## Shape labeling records

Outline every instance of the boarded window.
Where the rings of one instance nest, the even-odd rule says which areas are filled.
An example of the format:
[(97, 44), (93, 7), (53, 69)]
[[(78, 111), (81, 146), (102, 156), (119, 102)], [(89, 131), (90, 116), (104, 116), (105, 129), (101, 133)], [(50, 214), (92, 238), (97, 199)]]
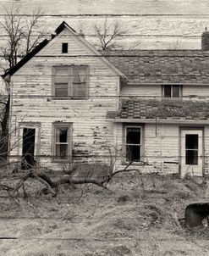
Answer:
[(88, 67), (53, 67), (55, 97), (86, 98), (88, 92)]
[(125, 127), (125, 152), (129, 162), (141, 160), (141, 127)]
[(54, 160), (69, 160), (70, 153), (70, 125), (54, 125)]
[(178, 85), (163, 86), (163, 96), (166, 97), (179, 97), (180, 86)]

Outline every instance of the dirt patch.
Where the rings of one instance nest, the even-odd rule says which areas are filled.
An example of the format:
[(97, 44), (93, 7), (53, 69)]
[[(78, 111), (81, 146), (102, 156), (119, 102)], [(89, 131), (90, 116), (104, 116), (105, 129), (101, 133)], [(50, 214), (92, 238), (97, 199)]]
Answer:
[(18, 203), (7, 193), (0, 198), (0, 237), (17, 238), (0, 241), (4, 256), (209, 253), (206, 230), (198, 237), (177, 223), (187, 204), (207, 200), (191, 181), (131, 174), (113, 180), (113, 193), (95, 185), (64, 186), (57, 198), (39, 193), (42, 186), (33, 182)]

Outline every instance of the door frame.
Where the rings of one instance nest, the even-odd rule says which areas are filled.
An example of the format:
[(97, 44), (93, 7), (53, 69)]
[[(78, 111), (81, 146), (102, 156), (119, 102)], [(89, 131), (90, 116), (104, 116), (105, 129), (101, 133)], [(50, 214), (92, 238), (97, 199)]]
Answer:
[(40, 141), (41, 141), (41, 123), (40, 122), (20, 122), (19, 123), (19, 147), (18, 147), (18, 156), (20, 161), (23, 154), (23, 130), (36, 129), (35, 132), (35, 145), (34, 145), (34, 158), (36, 160), (36, 165), (40, 165)]
[(205, 175), (205, 127), (202, 125), (196, 125), (196, 126), (179, 126), (179, 175), (181, 177), (181, 133), (182, 131), (202, 131), (202, 176)]

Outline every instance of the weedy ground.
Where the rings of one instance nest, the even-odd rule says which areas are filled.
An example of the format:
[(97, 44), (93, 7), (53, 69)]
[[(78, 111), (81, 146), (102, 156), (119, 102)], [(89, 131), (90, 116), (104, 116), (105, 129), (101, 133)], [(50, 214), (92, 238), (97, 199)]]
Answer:
[(191, 179), (129, 173), (111, 181), (112, 193), (63, 185), (57, 198), (33, 180), (15, 198), (1, 193), (1, 256), (209, 255), (209, 229), (178, 220), (186, 205), (208, 200), (206, 185)]

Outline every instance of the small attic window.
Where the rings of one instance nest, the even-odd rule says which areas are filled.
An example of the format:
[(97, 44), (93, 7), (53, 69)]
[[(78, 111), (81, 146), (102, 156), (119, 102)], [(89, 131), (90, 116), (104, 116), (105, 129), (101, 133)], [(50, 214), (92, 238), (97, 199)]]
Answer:
[(69, 44), (67, 42), (63, 42), (62, 44), (62, 53), (68, 53), (69, 50)]

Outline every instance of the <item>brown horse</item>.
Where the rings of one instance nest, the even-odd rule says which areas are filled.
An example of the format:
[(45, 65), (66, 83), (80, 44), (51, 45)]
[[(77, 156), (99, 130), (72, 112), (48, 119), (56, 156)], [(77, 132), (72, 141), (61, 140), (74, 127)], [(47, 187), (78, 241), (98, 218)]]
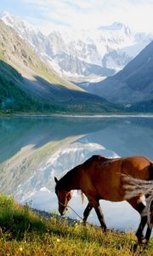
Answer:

## Task to complete
Express the items above as a JSON list of strings, with one string for each line. Leave out blank lines and the lines that stand for pictures.

## Answer in full
[
  "Outline every instance of the boarded window.",
  "Where the rings of one instance nest, the even-odd rule says which areas are filled.",
  "An example of the format:",
  "[(97, 44), (93, 7), (53, 69)]",
  "[[(78, 111), (81, 146), (102, 156), (119, 102)], [(89, 131), (90, 116), (104, 116), (105, 129), (101, 133)], [(50, 214), (92, 238), (97, 199)]]",
  "Answer:",
  "[(88, 67), (53, 67), (55, 97), (86, 98), (88, 92)]",
  "[(125, 127), (125, 152), (129, 162), (141, 160), (141, 127)]",
  "[(54, 160), (69, 160), (70, 153), (70, 125), (54, 125)]",
  "[(178, 85), (163, 86), (163, 96), (166, 97), (179, 97), (180, 86)]",
  "Outline every instance of the dirt patch.",
  "Where the rings of one instance nest, the even-odd rule says which areas are filled.",
  "An example of the format:",
  "[(97, 44), (93, 7), (53, 69)]",
  "[[(78, 111), (81, 146), (102, 156), (119, 102)], [(89, 131), (90, 116), (104, 116), (105, 129), (101, 133)], [(50, 214), (92, 238), (97, 199)]]",
  "Answer:",
  "[(18, 203), (7, 193), (0, 198), (0, 237), (17, 238), (0, 241), (4, 256), (209, 253), (206, 230), (198, 237), (177, 223), (187, 204), (207, 200), (191, 181), (131, 174), (113, 180), (113, 193), (95, 185), (64, 186), (57, 198), (39, 193), (42, 186), (33, 182)]",
  "Outline every instance of the door frame.",
  "Where the rings of one instance nest, the even-odd rule says which areas are filled.",
  "An example of the format:",
  "[(97, 44), (93, 7), (53, 69)]",
  "[[(78, 111), (81, 146), (102, 156), (119, 102)], [(89, 131), (90, 116), (104, 116), (105, 129), (101, 133)], [(50, 214), (92, 238), (97, 199)]]",
  "Answer:",
  "[(40, 141), (41, 141), (41, 123), (40, 122), (20, 122), (19, 123), (19, 147), (18, 147), (18, 156), (20, 161), (23, 154), (23, 130), (36, 129), (35, 132), (35, 145), (34, 145), (34, 158), (36, 160), (36, 165), (40, 165)]",
  "[(205, 175), (205, 127), (202, 125), (196, 125), (196, 126), (179, 126), (179, 175), (181, 177), (181, 133), (182, 131), (202, 131), (202, 176)]",
  "Outline every instance of the weedy ground.",
  "Where the rings of one instance nest, the even-odd rule says which areas are filled.",
  "An example of the format:",
  "[(97, 44), (93, 7), (53, 69)]",
  "[[(78, 111), (81, 146), (102, 156), (119, 102)], [(89, 131), (90, 116), (104, 116), (105, 129), (101, 133)], [(50, 214), (92, 238), (97, 199)]]",
  "Answer:",
  "[(191, 179), (129, 173), (111, 181), (112, 193), (63, 185), (57, 198), (33, 180), (15, 198), (1, 193), (1, 256), (209, 255), (209, 229), (178, 220), (186, 205), (208, 200), (206, 185)]",
  "Outline every instance of the small attic window.",
  "Where the rings of one instance nest, the even-odd rule says which areas are filled.",
  "An example of the format:",
  "[(97, 44), (93, 7), (53, 69)]",
  "[[(78, 111), (81, 146), (102, 156), (119, 102)], [(89, 131), (90, 116), (104, 116), (105, 129), (101, 133)], [(50, 214), (92, 238), (97, 199)]]",
  "Answer:",
  "[(69, 44), (67, 42), (63, 42), (62, 44), (62, 53), (68, 53), (69, 50)]",
  "Outline every instance of the <item>brown horse</item>.",
  "Where the rings of one instance nest, the even-odd rule says which areas are filled.",
  "An example of the format:",
  "[(45, 65), (66, 83), (80, 44), (51, 45)]",
  "[[(77, 156), (99, 130), (72, 112), (48, 119), (56, 156)], [(77, 132), (72, 141), (61, 140), (74, 127)], [(47, 187), (78, 241), (98, 218)]]",
  "Answer:"
]